== Materials provided ==

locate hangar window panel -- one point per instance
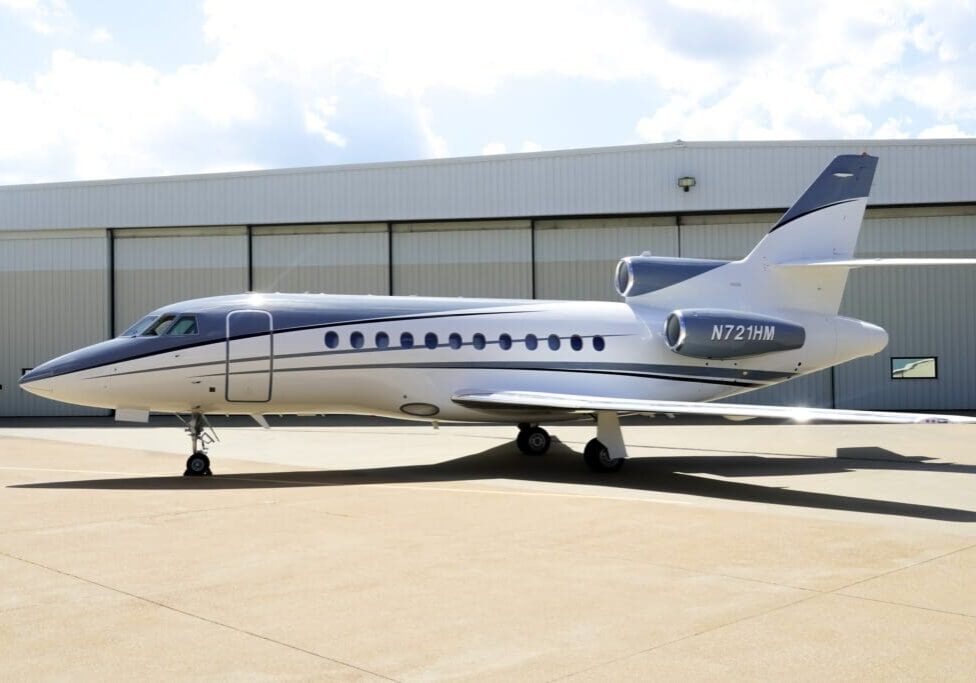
(916, 367)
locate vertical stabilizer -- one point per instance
(822, 225)
(824, 222)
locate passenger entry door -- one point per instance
(250, 350)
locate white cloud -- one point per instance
(43, 16)
(494, 148)
(317, 120)
(91, 118)
(946, 130)
(100, 36)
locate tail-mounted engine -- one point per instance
(714, 333)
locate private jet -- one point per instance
(687, 332)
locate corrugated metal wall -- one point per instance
(159, 267)
(337, 259)
(54, 297)
(927, 311)
(486, 259)
(738, 176)
(575, 259)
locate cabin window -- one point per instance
(916, 367)
(139, 327)
(184, 325)
(159, 327)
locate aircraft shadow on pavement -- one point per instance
(666, 474)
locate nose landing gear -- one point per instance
(198, 464)
(533, 440)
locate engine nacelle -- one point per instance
(636, 275)
(715, 333)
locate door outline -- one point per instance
(227, 357)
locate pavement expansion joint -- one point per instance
(689, 636)
(191, 615)
(814, 593)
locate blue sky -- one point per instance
(114, 89)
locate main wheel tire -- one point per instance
(197, 465)
(597, 458)
(533, 441)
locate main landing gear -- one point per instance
(533, 440)
(606, 453)
(198, 464)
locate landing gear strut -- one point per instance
(606, 453)
(533, 440)
(198, 464)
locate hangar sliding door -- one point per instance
(475, 259)
(54, 298)
(161, 266)
(334, 259)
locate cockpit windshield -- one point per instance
(140, 326)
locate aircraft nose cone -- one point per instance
(39, 380)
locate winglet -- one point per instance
(847, 177)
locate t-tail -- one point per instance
(790, 269)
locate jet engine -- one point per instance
(714, 333)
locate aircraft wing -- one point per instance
(875, 262)
(575, 403)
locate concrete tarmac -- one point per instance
(362, 551)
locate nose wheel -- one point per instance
(533, 440)
(198, 464)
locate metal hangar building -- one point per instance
(80, 261)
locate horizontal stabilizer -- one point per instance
(573, 403)
(861, 263)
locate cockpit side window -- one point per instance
(140, 326)
(159, 327)
(184, 325)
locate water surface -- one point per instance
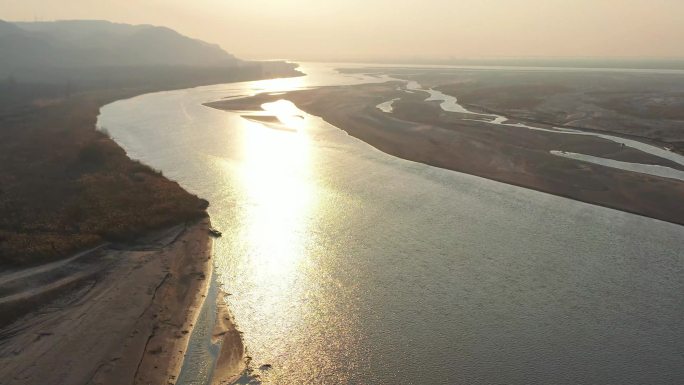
(349, 266)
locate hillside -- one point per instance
(85, 44)
(64, 186)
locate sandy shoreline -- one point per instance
(126, 318)
(420, 131)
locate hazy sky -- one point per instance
(376, 29)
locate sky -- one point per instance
(399, 29)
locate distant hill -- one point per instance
(91, 43)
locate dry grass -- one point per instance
(66, 187)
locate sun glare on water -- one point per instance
(275, 175)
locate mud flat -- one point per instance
(419, 130)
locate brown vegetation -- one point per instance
(65, 186)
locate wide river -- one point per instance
(346, 265)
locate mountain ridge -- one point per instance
(96, 43)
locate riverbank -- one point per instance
(83, 299)
(420, 131)
(127, 321)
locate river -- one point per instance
(346, 265)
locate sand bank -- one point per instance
(124, 317)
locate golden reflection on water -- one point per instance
(275, 174)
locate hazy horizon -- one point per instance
(402, 30)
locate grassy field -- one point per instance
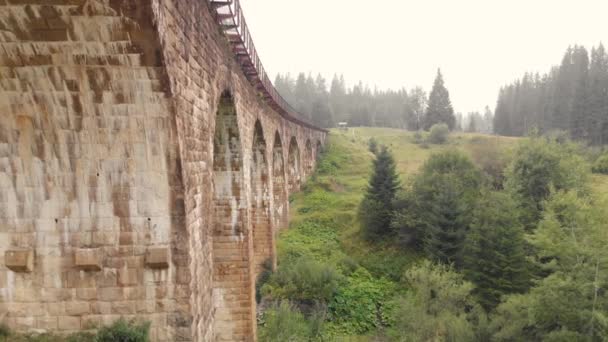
(324, 224)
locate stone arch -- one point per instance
(232, 295)
(318, 150)
(263, 244)
(293, 165)
(278, 184)
(308, 158)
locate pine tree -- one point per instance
(376, 208)
(494, 257)
(440, 108)
(444, 195)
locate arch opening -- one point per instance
(231, 259)
(263, 244)
(318, 150)
(278, 185)
(293, 161)
(309, 158)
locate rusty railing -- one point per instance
(229, 16)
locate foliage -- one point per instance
(119, 331)
(492, 161)
(359, 105)
(494, 257)
(359, 305)
(439, 307)
(376, 208)
(438, 213)
(570, 97)
(439, 133)
(4, 330)
(373, 145)
(601, 164)
(571, 301)
(539, 167)
(283, 323)
(123, 331)
(305, 281)
(440, 108)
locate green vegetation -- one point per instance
(439, 133)
(119, 331)
(601, 164)
(376, 209)
(497, 275)
(439, 108)
(494, 256)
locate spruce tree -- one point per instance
(444, 195)
(494, 256)
(440, 108)
(375, 211)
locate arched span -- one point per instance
(293, 165)
(260, 209)
(279, 186)
(309, 158)
(231, 258)
(318, 150)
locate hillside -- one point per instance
(325, 227)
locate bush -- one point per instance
(439, 134)
(440, 303)
(306, 281)
(124, 331)
(541, 166)
(4, 330)
(601, 164)
(491, 159)
(284, 322)
(120, 331)
(359, 305)
(418, 138)
(373, 145)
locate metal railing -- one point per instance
(229, 16)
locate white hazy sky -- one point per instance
(478, 44)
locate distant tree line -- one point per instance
(360, 106)
(572, 97)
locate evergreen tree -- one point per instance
(494, 257)
(321, 110)
(376, 208)
(337, 98)
(414, 111)
(443, 196)
(440, 108)
(572, 97)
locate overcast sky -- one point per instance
(478, 44)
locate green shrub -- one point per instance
(119, 331)
(372, 145)
(358, 304)
(439, 134)
(601, 164)
(284, 323)
(124, 331)
(4, 330)
(541, 166)
(305, 281)
(418, 138)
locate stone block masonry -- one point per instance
(141, 175)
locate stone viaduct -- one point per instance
(144, 168)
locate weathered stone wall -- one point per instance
(111, 170)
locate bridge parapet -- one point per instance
(229, 16)
(129, 135)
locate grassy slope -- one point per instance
(324, 222)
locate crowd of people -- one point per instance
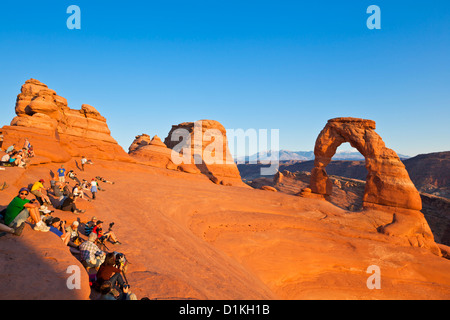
(89, 245)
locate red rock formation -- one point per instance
(388, 182)
(388, 186)
(206, 150)
(58, 132)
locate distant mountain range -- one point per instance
(286, 155)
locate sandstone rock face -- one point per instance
(388, 186)
(203, 145)
(139, 141)
(58, 132)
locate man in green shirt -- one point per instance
(20, 209)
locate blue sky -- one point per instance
(287, 65)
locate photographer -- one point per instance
(109, 235)
(110, 270)
(91, 255)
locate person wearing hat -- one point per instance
(90, 225)
(109, 235)
(75, 239)
(61, 174)
(20, 209)
(58, 227)
(38, 190)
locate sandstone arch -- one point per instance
(387, 182)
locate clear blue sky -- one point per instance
(287, 65)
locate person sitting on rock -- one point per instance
(11, 149)
(31, 152)
(110, 271)
(20, 209)
(68, 204)
(93, 188)
(17, 159)
(75, 239)
(91, 255)
(61, 174)
(17, 231)
(104, 180)
(66, 188)
(38, 190)
(89, 226)
(5, 159)
(78, 192)
(72, 175)
(58, 227)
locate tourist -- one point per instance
(62, 174)
(83, 162)
(72, 175)
(5, 158)
(68, 204)
(93, 188)
(78, 192)
(58, 227)
(11, 148)
(111, 271)
(20, 209)
(75, 239)
(109, 235)
(17, 231)
(89, 226)
(38, 190)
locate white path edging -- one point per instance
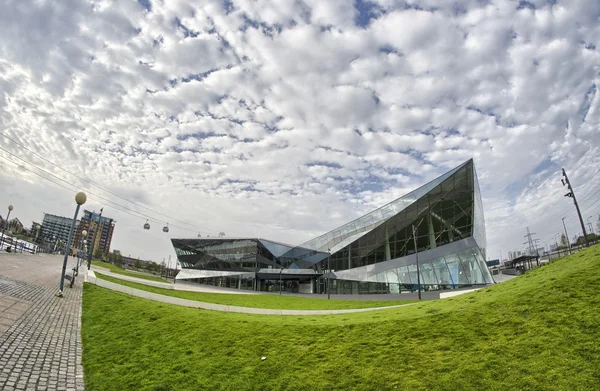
(91, 278)
(446, 295)
(156, 284)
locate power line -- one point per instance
(89, 181)
(115, 205)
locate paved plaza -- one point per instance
(40, 334)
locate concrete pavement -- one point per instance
(40, 334)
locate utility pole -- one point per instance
(532, 246)
(567, 236)
(571, 194)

== Assignment ==
Each line of the material goes into your copy unchanged, but no picture does.

== Solution for this task ==
locate hangar window panel -- one point per instance
(916, 367)
locate vertical stabilizer -- one point per instance
(822, 225)
(824, 222)
locate passenger entry door -- one point per instance
(250, 350)
locate white cloud -- one point per instance
(43, 16)
(494, 148)
(317, 120)
(91, 118)
(946, 130)
(100, 36)
locate tail-mounted engine -- one point per instance
(714, 333)
locate private jet -- one point per instance
(687, 332)
locate corrugated metal wall -- one point per instance
(159, 267)
(337, 259)
(54, 297)
(927, 311)
(486, 259)
(738, 176)
(575, 259)
locate cabin window -- one point per instance
(916, 367)
(139, 327)
(184, 325)
(159, 327)
locate aircraft shadow on pavement -- one point per instance
(666, 474)
locate nose landing gear -- one point per instance
(198, 464)
(533, 440)
locate engine nacelle -- one point per instance
(636, 275)
(715, 333)
locate door outline -- one point per instance
(227, 357)
locate pavement expansion joint -- one point per instance
(689, 636)
(191, 615)
(814, 593)
locate blue sky -- one point per instance
(114, 89)
locate main wheel tire -- one point per instance
(197, 465)
(597, 458)
(533, 441)
locate main landing gear -- one point per instance
(533, 440)
(606, 453)
(198, 464)
locate landing gear strut -- one point per instance
(606, 453)
(533, 440)
(198, 464)
locate hangar sliding door -- one point per instance
(475, 259)
(54, 298)
(161, 266)
(334, 259)
locate cockpit windshield -- one point per instance
(140, 326)
locate aircraft nose cone -- one point per instance
(39, 380)
locate winglet -- one point per instance
(847, 177)
locate t-tail -- one point per instance
(790, 269)
locate jet engine -- one point per instance
(714, 333)
locate aircraft wing -- one point per instance
(875, 262)
(575, 403)
locate concrete tarmac -- one point per instance
(362, 551)
locate nose wheel -- one point per instance
(533, 440)
(198, 464)
locate metal hangar building -- one point per instance
(80, 261)
locate horizontal stabilizer -- one point per instance
(573, 403)
(861, 263)
locate cockpit side window -- one point per instance
(140, 326)
(159, 327)
(184, 325)
locate water surface -- one point per instance
(349, 266)
locate hillside -- one point per instance
(85, 44)
(64, 186)
locate sandy shoreline -- one point per instance
(126, 318)
(420, 131)
locate hazy sky -- one point per instance
(376, 29)
locate sky -- one point per instance
(399, 29)
locate distant hill -- one point per instance
(91, 43)
locate dry grass -- one point per instance
(66, 187)
locate sun glare on water -- one point per instance
(275, 175)
locate mud flat -- one point per instance
(419, 130)
locate brown vegetation -- one point per instance
(65, 186)
locate wide river -- one point per instance
(346, 265)
locate mountain ridge -- one point per instance
(96, 43)
locate riverbank -- one point per instance
(83, 299)
(420, 131)
(127, 321)
locate river -- one point per instance
(346, 265)
locate sand bank -- one point per instance
(124, 317)
locate golden reflection on water -- one point per instance
(275, 174)
locate hazy horizon -- one point per instance
(402, 30)
locate grassy field -- one point per instance
(324, 224)
locate stone arch -- one point per instance
(232, 295)
(318, 150)
(263, 244)
(293, 165)
(278, 184)
(308, 158)
locate pine tree -- one point per instance
(376, 208)
(494, 257)
(440, 108)
(444, 195)
locate arch opening -- one point per instance
(231, 259)
(263, 244)
(318, 150)
(278, 185)
(293, 161)
(309, 158)
locate rusty railing -- one point per instance
(229, 16)
locate foliage -- one point per instance
(119, 331)
(492, 161)
(359, 105)
(494, 257)
(359, 305)
(439, 307)
(376, 208)
(438, 213)
(570, 97)
(439, 133)
(4, 330)
(373, 145)
(601, 164)
(571, 301)
(539, 167)
(283, 323)
(123, 331)
(305, 281)
(440, 108)
locate green vegetation -- one point per instance
(439, 133)
(119, 331)
(601, 164)
(376, 209)
(497, 275)
(439, 108)
(494, 256)
locate spruce tree -- one point per instance
(444, 195)
(494, 256)
(440, 108)
(375, 211)
locate arched span -- one point per instance
(293, 165)
(260, 209)
(279, 186)
(309, 158)
(231, 258)
(318, 150)
locate hillside -- one point per instance
(325, 227)
locate bush -- one point per instance
(439, 134)
(440, 303)
(306, 281)
(124, 331)
(541, 166)
(4, 330)
(601, 164)
(491, 159)
(284, 322)
(120, 331)
(359, 305)
(418, 138)
(373, 145)
locate metal railing -- one point per instance
(229, 16)
locate white hazy sky -- one point per instance
(478, 44)
locate distant tree line -- one point per instance
(360, 106)
(572, 97)
locate evergreen tree -- one point per instance
(494, 257)
(321, 110)
(376, 208)
(337, 98)
(414, 111)
(443, 196)
(440, 108)
(572, 97)
locate overcast sky -- one point per instance
(478, 44)
locate green shrub -- one point per instance
(119, 331)
(372, 145)
(358, 304)
(439, 134)
(601, 164)
(284, 323)
(124, 331)
(4, 330)
(541, 166)
(305, 281)
(418, 138)
locate stone block masonry -- one point per instance
(141, 175)
locate stone viaduct -- one point per instance
(144, 168)
locate weathered stone wall -- one point per instance
(111, 170)
locate bridge parapet -- one point per instance
(229, 16)
(129, 135)
locate grassy slope -- one point per instance
(324, 222)
locate crowd of people -- one point per instance
(89, 245)
locate red rock formation -- one point per instance
(388, 182)
(388, 186)
(206, 150)
(58, 132)
locate distant mountain range -- one point per instance
(286, 155)
locate sandstone rock face -- one point per instance
(388, 186)
(203, 145)
(139, 141)
(58, 132)
locate man in green shirt -- one point per instance
(20, 209)
locate blue sky -- one point per instance
(287, 65)
locate photographer -- one point per instance
(109, 235)
(110, 270)
(91, 255)
locate person wearing hat -- one point per instance
(90, 225)
(109, 235)
(75, 239)
(61, 174)
(20, 209)
(58, 227)
(38, 190)
locate sandstone arch -- one point per instance
(387, 182)
locate clear blue sky -- one point per instance
(287, 65)
locate person sitting on rock -- one point per instance
(11, 149)
(31, 152)
(110, 271)
(20, 209)
(68, 204)
(93, 188)
(17, 159)
(75, 239)
(91, 255)
(61, 174)
(17, 231)
(104, 180)
(66, 188)
(38, 190)
(89, 226)
(5, 159)
(78, 192)
(72, 175)
(58, 227)
locate tourist -- one point per instance
(62, 174)
(83, 162)
(72, 175)
(5, 158)
(68, 204)
(93, 188)
(78, 192)
(58, 227)
(11, 148)
(111, 271)
(20, 209)
(75, 239)
(109, 235)
(17, 231)
(89, 226)
(38, 190)
locate white path edging -- one point per instance
(91, 278)
(446, 295)
(156, 284)
locate power line -- one point per instance
(89, 181)
(115, 205)
locate paved plaza -- one point per instance
(40, 334)
locate concrete pavement -- one point per instance
(40, 334)
locate utility pole -- one point per instance
(532, 246)
(567, 236)
(571, 194)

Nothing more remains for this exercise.